**SUPPLIED PASSAGE:**
- - -

Data model reverse-engineered into ontology

Abstract

This article describes a novel approach to transforming Logical Data Models (LDM) rather than database schemas into ontologies. The use cases are for Knowledge Graphs and Operational and Enterprise Ontologies, which benefit from using LDM logical names and subtypes rather than abbreviated database names and foreign keys. I revisit isomorphism and bidirectional metadata sets, which are central to the Configurable Ontology to Data Model Transformation (CODT). Finally, we must reverse engineer associative entities into object properties—not classes—for an optimal ontology.

- - -

A sequence of records
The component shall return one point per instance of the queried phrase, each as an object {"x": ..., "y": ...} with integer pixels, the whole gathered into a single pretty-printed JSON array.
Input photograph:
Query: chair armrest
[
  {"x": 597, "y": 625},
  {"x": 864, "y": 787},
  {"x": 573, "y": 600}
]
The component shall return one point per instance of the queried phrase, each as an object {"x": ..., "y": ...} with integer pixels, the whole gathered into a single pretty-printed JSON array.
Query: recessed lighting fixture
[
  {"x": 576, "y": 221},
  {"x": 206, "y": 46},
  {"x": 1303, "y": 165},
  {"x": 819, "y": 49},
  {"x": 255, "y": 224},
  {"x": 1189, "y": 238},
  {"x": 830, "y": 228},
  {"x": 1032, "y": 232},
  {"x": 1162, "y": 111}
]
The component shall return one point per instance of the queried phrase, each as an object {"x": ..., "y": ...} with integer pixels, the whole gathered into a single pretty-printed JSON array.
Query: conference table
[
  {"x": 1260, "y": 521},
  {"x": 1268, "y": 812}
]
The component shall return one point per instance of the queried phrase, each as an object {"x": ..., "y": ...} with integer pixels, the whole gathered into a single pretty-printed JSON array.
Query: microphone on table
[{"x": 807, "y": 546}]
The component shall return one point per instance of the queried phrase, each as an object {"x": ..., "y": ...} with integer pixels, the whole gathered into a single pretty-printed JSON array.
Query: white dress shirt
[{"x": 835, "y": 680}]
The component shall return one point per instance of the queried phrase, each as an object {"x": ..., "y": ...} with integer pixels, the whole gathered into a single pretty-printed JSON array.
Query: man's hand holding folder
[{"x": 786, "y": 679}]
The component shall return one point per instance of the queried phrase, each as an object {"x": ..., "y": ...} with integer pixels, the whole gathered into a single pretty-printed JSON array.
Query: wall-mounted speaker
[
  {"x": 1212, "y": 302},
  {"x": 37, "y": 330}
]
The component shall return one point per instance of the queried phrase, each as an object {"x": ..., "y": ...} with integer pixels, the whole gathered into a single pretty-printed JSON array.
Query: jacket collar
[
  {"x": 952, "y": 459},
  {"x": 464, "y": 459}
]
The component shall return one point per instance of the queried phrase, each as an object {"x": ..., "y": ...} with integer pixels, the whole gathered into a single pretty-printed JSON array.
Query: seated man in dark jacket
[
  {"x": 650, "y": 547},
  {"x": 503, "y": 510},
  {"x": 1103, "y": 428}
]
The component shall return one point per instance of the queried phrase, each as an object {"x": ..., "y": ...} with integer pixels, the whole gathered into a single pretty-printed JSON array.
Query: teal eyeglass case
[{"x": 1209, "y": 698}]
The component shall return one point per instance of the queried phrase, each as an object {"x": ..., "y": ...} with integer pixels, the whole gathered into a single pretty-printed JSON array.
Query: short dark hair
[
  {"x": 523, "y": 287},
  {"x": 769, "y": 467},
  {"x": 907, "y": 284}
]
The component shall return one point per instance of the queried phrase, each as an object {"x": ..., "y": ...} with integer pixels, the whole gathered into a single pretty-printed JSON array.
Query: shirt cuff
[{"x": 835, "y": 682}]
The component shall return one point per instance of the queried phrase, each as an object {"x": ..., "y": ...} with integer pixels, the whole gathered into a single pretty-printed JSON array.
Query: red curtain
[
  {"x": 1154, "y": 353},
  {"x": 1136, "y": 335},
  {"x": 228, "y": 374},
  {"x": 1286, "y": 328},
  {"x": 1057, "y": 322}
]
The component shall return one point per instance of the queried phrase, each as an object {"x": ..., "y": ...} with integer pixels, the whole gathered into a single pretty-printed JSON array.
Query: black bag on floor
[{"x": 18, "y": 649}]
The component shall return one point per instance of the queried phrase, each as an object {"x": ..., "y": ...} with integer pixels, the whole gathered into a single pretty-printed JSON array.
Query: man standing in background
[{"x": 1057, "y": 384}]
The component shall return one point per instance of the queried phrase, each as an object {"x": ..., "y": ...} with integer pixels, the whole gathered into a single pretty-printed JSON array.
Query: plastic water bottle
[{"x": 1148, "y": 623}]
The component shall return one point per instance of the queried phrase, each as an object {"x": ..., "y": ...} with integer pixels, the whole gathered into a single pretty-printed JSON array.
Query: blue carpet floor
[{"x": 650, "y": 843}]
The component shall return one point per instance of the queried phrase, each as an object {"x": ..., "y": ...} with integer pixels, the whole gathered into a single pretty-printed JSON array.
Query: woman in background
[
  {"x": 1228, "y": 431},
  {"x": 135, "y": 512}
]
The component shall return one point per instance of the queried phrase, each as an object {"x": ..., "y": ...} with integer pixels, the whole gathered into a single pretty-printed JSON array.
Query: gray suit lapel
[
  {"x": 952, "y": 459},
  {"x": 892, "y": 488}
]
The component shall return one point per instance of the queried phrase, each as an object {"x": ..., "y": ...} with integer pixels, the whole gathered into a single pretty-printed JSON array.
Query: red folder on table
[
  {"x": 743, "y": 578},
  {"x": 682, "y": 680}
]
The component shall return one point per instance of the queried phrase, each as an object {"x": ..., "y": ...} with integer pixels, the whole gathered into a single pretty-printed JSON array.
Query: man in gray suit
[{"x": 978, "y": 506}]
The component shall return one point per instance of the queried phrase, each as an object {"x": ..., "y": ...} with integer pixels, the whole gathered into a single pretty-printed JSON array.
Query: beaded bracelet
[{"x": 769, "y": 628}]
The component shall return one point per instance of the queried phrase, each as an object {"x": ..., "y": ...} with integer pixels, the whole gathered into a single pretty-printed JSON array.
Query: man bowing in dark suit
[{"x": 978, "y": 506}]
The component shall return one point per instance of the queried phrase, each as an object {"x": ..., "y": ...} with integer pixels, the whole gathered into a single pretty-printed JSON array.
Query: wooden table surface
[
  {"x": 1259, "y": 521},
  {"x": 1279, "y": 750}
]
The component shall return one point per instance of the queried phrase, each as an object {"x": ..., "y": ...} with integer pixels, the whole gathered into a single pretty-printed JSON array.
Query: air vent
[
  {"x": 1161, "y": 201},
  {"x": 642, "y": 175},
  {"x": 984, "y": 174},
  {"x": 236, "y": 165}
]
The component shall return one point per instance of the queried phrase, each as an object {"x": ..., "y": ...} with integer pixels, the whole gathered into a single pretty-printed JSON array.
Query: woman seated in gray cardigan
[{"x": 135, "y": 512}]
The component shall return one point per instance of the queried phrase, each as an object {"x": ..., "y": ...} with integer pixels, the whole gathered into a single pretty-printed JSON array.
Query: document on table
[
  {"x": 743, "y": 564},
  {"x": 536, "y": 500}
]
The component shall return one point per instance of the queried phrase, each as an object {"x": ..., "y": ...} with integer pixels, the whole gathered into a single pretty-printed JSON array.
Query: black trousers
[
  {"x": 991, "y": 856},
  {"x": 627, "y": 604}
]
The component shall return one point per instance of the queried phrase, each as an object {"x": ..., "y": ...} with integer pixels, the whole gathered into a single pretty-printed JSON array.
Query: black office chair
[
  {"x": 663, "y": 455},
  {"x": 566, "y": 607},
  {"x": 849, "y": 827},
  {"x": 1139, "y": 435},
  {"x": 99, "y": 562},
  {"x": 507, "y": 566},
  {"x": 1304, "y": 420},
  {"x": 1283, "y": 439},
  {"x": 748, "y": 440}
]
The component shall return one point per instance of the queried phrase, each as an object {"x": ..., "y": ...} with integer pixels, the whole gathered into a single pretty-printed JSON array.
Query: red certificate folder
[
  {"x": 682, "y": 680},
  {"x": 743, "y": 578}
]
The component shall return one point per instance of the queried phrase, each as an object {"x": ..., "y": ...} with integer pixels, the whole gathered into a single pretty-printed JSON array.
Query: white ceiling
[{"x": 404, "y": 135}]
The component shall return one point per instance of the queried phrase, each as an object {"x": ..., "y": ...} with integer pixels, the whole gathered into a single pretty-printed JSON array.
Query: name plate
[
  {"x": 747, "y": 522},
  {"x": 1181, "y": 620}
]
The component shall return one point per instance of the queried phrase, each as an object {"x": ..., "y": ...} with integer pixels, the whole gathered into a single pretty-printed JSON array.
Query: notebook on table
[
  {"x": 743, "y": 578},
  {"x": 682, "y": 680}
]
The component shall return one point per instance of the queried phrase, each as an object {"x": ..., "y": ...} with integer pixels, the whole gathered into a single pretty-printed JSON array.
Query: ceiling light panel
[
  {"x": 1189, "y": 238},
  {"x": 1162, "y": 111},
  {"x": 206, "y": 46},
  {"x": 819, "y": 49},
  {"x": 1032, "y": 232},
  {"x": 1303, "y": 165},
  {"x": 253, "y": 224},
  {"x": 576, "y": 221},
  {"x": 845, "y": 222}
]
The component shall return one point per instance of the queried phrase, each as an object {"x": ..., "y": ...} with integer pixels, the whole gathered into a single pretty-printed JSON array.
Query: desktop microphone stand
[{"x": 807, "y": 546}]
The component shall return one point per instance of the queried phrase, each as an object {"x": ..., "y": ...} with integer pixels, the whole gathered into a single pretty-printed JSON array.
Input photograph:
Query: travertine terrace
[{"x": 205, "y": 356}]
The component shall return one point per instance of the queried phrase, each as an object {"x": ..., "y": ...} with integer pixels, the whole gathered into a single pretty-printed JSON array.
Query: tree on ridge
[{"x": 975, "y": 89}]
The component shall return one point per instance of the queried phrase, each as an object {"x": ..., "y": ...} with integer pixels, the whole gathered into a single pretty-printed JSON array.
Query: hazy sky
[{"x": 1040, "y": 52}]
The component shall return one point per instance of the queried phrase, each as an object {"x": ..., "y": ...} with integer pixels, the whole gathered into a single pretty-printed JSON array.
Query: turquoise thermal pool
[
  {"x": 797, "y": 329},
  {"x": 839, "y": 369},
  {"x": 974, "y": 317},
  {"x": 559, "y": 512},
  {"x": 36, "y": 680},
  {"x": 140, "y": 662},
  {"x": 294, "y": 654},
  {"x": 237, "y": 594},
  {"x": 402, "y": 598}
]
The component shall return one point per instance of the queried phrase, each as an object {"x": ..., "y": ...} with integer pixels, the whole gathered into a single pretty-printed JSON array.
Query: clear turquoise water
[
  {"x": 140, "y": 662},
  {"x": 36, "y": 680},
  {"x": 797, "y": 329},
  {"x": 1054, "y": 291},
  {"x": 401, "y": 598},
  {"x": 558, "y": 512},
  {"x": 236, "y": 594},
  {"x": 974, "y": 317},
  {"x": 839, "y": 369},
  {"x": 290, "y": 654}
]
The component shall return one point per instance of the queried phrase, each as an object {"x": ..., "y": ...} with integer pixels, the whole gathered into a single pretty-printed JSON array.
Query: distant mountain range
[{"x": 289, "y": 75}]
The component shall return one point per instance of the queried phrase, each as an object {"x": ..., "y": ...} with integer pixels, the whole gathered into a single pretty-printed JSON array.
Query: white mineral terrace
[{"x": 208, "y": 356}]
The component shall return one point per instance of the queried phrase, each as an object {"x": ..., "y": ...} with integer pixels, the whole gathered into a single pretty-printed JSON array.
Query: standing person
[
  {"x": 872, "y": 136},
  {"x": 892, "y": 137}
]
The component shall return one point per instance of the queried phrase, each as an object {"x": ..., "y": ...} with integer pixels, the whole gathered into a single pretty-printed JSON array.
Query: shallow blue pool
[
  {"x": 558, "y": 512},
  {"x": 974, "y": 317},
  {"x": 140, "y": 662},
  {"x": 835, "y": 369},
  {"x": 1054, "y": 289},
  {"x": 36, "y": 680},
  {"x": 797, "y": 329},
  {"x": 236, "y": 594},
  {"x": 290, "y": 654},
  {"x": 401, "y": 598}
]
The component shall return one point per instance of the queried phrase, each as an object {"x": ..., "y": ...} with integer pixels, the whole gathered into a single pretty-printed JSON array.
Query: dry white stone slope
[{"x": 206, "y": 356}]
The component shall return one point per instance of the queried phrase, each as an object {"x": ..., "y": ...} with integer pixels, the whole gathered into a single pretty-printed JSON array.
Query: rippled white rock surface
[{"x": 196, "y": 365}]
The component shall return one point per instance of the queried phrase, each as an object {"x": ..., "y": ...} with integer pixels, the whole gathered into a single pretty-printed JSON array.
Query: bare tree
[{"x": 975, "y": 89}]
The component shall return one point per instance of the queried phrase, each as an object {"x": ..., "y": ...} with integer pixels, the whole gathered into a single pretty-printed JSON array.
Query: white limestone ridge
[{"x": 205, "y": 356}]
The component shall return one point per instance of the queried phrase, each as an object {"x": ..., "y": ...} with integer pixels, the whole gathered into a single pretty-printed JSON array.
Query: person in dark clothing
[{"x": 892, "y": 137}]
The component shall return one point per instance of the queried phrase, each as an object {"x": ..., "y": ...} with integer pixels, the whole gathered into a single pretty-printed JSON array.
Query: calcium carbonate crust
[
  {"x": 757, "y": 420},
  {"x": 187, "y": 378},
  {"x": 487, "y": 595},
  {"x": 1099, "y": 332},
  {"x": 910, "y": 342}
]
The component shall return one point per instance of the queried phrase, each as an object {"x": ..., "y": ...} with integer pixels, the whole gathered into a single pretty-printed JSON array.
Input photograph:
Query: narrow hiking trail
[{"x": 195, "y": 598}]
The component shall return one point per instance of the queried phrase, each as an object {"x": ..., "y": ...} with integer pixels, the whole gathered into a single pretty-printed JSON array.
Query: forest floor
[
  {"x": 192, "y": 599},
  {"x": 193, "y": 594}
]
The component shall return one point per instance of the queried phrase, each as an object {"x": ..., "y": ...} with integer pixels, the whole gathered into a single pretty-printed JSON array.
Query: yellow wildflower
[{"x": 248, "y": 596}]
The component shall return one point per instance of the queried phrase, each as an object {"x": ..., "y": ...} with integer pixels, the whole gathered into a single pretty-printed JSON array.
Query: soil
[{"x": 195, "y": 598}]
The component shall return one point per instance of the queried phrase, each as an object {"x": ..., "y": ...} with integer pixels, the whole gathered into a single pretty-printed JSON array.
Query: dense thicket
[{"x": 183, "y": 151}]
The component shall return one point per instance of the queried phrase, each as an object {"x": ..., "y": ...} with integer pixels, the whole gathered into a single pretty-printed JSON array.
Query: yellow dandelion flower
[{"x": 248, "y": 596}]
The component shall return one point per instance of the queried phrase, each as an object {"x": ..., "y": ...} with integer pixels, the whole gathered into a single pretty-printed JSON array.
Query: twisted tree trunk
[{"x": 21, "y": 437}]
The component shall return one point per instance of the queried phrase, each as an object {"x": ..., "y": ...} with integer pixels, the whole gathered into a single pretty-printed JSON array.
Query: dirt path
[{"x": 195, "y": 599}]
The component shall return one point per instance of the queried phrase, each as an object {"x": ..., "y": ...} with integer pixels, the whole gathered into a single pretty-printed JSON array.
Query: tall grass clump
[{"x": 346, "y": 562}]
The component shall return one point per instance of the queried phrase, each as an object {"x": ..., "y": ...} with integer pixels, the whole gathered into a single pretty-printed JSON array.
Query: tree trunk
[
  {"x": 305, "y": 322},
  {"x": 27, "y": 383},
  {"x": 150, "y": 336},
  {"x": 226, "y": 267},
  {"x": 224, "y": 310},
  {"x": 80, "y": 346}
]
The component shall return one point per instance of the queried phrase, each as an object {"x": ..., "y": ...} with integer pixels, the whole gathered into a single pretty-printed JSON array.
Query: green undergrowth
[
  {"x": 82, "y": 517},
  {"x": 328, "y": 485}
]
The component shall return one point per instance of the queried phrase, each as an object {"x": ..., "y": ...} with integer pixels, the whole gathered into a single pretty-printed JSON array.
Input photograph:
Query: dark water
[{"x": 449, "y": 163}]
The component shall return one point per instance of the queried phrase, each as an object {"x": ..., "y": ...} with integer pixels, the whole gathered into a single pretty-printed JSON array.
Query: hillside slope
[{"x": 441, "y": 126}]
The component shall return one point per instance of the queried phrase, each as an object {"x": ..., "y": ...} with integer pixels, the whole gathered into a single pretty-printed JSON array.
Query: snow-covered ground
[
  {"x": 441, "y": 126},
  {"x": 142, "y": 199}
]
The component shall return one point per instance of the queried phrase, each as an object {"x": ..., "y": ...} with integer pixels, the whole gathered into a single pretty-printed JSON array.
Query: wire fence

- - -

**THINGS TO DO:**
• A. According to the abstract on transforming logical data models into ontologies, what should associative entities be reverse engineered into for an optimal ontology?
• B. Carry on the abstract on transforming logical data models into ontologies, picking up after its final sentence.

**ANSWERS FOR THIS EXERCISE:**
• A. Object properties, not classes.

• B.
Background

Model transformations migrate a model into another type of model. Data Architects use the term forward-engineering to transform a higher-level logical model into a physical model and subsequently into a database schema. Reverse engineering refers to the automated conversion of a database schema into a physical model. Semantic Enterprise Information Architecture (SEIA) places the ontology at the apex with derived, forward-engineered models for data and objects. Hence, I use the term reverse-engineered for data models transformed into ontologies. Note that “reverse” doesn’t mean a higher level must be pre-existing. We reverse-engineer databases for which we have no physical model, and we can reverse-engineer data models without having a reference ontology.

While simplified ontology-to-data model mappings have been widely published, no tool has been developed to transform an ontology into a useful data model. Hence, 3,000 users downloaded the Open-Source version of the Financial Industry Business Data Model (FIB-DM), derived with CODT (US patent #12038939) from the industry-standard domain ontology.

Published reverse transformation research and tooling solely address databases – there is no tool or research to reverse-engineer an ontology from PowerDesigner, ERWin, or other data modeling tools.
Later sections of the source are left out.